> **Excerpted text**
══════════════════════════════

Our first stop at the Natural History museum was the infamous Hope Diamond.  The Hope Diamond is a large, 45.52 carats deep-blue diamond.  Not only is it famous for being big and beautiful, it is famous for its illustrious and sordid past. According to legends, the original form of the Hope Diamond was stolen from an eye of a sculpted statue of the goddess, Sita, the wife of Rama, the seventh avatar of Vishnu.  Because it was believed to have been stolen, it was also believed to have been cursed!  While this tale is believed to be the invention of the Victorian era to add mystique to the stone and increase its sales appeal, I could imagine it would make a pretty good statue eye.  The stone actually glows in the dark! After exposure to short-wave ultraviolet light, the diamond produces a brilliant red phospherescence "glow in the dark" effect that persists for some time after the light source has been switched off.  I think it would make a great Indiana Jones movie!

══════════════════════════════

> **Supplied information**
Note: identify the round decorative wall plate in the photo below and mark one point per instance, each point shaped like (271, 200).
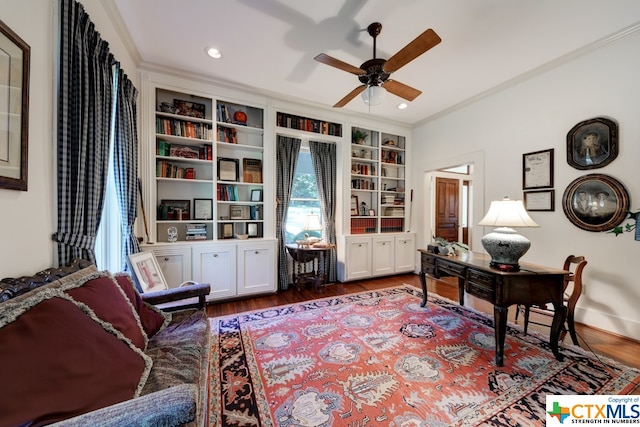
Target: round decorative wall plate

══════════════════════════════

> **Required task A**
Using the Hope Diamond text, decide whether each statement agrees with it and answer yes or no, quoting the deciding words: (i) The Hope Diamond weighs 45.52 carats. (ii) The curse legend is thought to date from ancient times. (iii) The diamond's glow ends as soon as the ultraviolet light is switched off.
> **Required task B**
Carry on the Hope Diamond text, starting after its last sentence.
The lines above come from a separate source.

> **Written response A**
(i) Yes: "a large, 45.52 carats deep-blue diamond"
(ii) No: "believed to be the invention of the Victorian era"
(iii) No: "persists for some time after the light source has been switched off"

> **Written response B**
Here's the diamond's sultry history in a nutshell.  The Hope Diamond is believed to have been cut from the Tavernier Blue diamond which was brought to Europe from India in the mid-1600's.  In 1678, Louis XIV commission the court jeweler to recut the diamond and it was thereafter known as the Blue Diamond of the Crown.  Later historians simply called it the French Blue.

In 1749, King Louis XV had the French Blue set into a more elaborate pendant.  Marie Antoinette is often cited as a victim of the diamond's "curse", but she never wore the pendant, which was reserved for the use of the king.  In 1792, during the reign of Louis XVI, a group of thieves broke into the Royal Storehouse and stole most of the Crown Jewels.  The French Blue was among the missing.  The Hope Diamond was believed to have been cut from the French Blue as  means to disguise it.  A similar diamond was recorded in the possession of the London diamond merchant Daniel Eliason in September 1812, the earliest point in which the history of the Hope Diamond can be definitively fixed.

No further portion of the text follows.